• [Recorded information]
+++

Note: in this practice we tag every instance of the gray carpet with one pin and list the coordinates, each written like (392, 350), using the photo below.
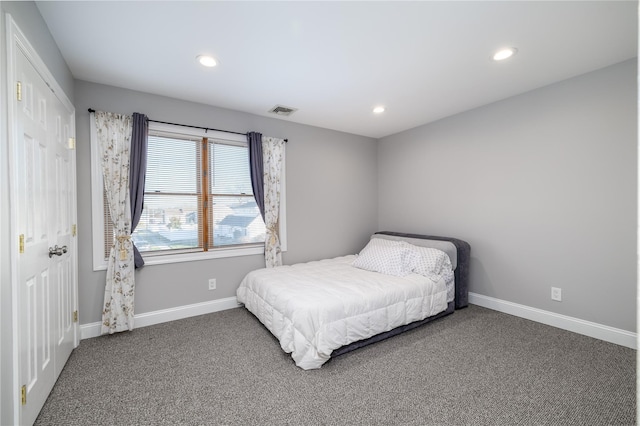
(475, 367)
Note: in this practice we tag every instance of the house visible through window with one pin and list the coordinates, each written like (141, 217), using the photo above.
(198, 197)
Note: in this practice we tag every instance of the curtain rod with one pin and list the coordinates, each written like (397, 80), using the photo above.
(193, 127)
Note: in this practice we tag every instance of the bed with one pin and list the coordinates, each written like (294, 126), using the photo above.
(322, 309)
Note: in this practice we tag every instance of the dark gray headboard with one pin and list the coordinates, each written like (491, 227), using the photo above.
(462, 269)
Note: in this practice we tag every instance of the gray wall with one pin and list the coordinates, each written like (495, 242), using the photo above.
(542, 185)
(27, 17)
(331, 199)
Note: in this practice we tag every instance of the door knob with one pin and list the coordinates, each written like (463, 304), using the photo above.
(58, 251)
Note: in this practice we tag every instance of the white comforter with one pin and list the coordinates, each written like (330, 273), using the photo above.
(316, 307)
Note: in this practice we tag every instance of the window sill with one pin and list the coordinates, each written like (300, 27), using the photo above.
(193, 257)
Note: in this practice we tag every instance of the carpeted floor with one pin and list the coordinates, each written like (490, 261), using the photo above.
(475, 367)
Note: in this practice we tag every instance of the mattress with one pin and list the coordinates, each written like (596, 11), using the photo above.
(316, 307)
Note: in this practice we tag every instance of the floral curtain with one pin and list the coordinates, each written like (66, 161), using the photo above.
(113, 132)
(272, 154)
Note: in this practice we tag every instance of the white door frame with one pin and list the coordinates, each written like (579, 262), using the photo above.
(17, 40)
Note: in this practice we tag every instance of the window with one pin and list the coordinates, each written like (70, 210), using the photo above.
(198, 199)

+++

• [Task statement] Word for word, restate the whole listing and drop the images.

• [Answer below]
Note: in this practice we tag every instance of the gray carpet with one pin and list the coordinates, each written like (392, 350), using the photo below.
(475, 367)
Note: in this practice we tag every instance of the house visible through window with one pin and list the coordinates, each written like (141, 217), using the photo above.
(198, 197)
Note: in this practice we tag every instance of the curtain rod with one pin and list the coordinates, each written like (397, 80), using the photo above.
(193, 127)
Note: in this practice we tag every instance of the bed with one pin and list the coordinates, each written like (294, 126), using the photo above.
(322, 309)
Note: in this practice we tag every instance of the dark gray headboard with one pin and list the coordinates, each written like (491, 227), using the photo above.
(462, 269)
Note: in this practice we tag every instance of the gray wall with one pin and list the coordinates, each written like (495, 242), using the photo above.
(542, 185)
(27, 17)
(331, 199)
Note: in this practice we tag every instance of the door knob with one pin and list the coordinates, each written like (463, 304), using the photo above.
(58, 251)
Note: in this practice we tag every instance of the white comforter with one pin and list the coordinates, each written like (330, 273), using the photo above.
(316, 307)
Note: in this practice we tag every instance of the window sill with one pin and list the coordinates, each written like (300, 27), using the photo above.
(193, 257)
Note: in this practice we tag every instance of the carpeted floor with one pin and list the coordinates, each written like (490, 261), using the photo above.
(475, 367)
Note: in this practice we tag every instance of the mattress with one pin and list the coordinates, each written like (596, 11), using the photo above.
(316, 307)
Note: in this practice we tag every instance of the floral curtain with one pin and list the coordinates, each written like (66, 161), using the photo above.
(113, 132)
(272, 154)
Note: in this practice we tag every instance of the white door frame with one pin and list the coordinates, each written like (579, 262), using the photo above.
(17, 40)
Note: in this practice we tag every instance of the window with one pin and list the coordinates, each written like (70, 210), using the photo above.
(198, 199)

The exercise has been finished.